• [Your instructions] Starting with the first line of the rows and going on through the line with "99), (211, 102)]", swap "ceiling air vent" for "overhead air vent". Write out only those lines again, with nothing else changed.

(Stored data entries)
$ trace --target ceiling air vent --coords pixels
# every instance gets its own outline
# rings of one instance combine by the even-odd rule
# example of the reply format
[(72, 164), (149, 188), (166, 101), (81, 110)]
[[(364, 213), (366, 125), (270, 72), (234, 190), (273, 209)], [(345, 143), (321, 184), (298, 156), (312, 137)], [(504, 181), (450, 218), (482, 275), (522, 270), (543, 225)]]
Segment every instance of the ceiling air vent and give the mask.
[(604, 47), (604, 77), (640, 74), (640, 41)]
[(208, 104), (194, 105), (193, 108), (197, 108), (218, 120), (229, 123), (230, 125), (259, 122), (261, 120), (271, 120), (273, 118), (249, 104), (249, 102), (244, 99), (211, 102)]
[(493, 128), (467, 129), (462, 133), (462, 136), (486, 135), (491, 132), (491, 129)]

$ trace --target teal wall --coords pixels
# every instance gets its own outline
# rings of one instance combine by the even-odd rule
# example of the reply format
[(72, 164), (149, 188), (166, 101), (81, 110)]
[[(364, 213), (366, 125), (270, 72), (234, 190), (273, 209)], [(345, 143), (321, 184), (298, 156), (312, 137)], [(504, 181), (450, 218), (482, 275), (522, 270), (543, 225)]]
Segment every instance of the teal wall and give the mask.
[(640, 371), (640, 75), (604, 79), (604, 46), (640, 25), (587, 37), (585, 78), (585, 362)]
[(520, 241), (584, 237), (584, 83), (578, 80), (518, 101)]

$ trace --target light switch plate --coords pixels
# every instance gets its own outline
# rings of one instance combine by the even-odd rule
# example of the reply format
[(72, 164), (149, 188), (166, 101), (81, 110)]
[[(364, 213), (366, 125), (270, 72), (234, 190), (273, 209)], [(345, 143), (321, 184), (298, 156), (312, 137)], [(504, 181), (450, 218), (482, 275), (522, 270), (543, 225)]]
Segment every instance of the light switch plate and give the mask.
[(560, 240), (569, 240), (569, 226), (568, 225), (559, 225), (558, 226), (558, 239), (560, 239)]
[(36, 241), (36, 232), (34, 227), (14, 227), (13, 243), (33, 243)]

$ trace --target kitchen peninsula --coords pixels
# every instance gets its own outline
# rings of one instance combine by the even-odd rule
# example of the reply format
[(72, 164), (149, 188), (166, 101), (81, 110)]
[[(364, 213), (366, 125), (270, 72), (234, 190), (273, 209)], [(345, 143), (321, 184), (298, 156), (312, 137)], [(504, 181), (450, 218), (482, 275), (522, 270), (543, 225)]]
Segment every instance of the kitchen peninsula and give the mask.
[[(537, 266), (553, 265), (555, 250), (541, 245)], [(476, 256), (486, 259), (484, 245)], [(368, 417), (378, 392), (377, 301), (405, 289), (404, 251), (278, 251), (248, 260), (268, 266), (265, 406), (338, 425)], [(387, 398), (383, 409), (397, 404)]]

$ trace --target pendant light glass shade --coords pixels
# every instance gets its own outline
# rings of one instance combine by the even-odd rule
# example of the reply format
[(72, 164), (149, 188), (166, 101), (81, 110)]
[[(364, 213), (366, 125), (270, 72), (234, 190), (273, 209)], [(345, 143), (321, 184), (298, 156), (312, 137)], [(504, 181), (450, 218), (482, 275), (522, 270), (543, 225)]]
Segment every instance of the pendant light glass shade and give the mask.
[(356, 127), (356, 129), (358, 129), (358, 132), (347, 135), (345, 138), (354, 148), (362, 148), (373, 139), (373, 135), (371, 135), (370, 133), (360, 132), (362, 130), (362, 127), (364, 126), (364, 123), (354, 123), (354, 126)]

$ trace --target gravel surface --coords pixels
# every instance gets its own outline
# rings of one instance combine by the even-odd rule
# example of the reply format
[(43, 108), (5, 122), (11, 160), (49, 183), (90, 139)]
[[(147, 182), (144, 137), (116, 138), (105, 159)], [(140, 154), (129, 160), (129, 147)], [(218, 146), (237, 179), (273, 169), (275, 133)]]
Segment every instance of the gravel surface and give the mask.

• [The response]
$ trace --target overhead air vent --coords pixels
# every instance gets its own outline
# rings of one instance combine by the even-odd rule
# example of the reply format
[(72, 164), (149, 188), (166, 101), (81, 110)]
[[(364, 213), (366, 125), (270, 72), (234, 190), (273, 209)], [(345, 143), (321, 184), (298, 156), (312, 137)], [(504, 181), (450, 218), (482, 275), (522, 270), (543, 225)]]
Segment every instance of the overhead air vent and give the mask.
[(604, 47), (604, 77), (640, 74), (640, 41)]
[(208, 104), (194, 105), (193, 108), (197, 108), (218, 120), (229, 123), (230, 125), (259, 122), (261, 120), (271, 120), (273, 118), (249, 104), (249, 102), (244, 99), (211, 102)]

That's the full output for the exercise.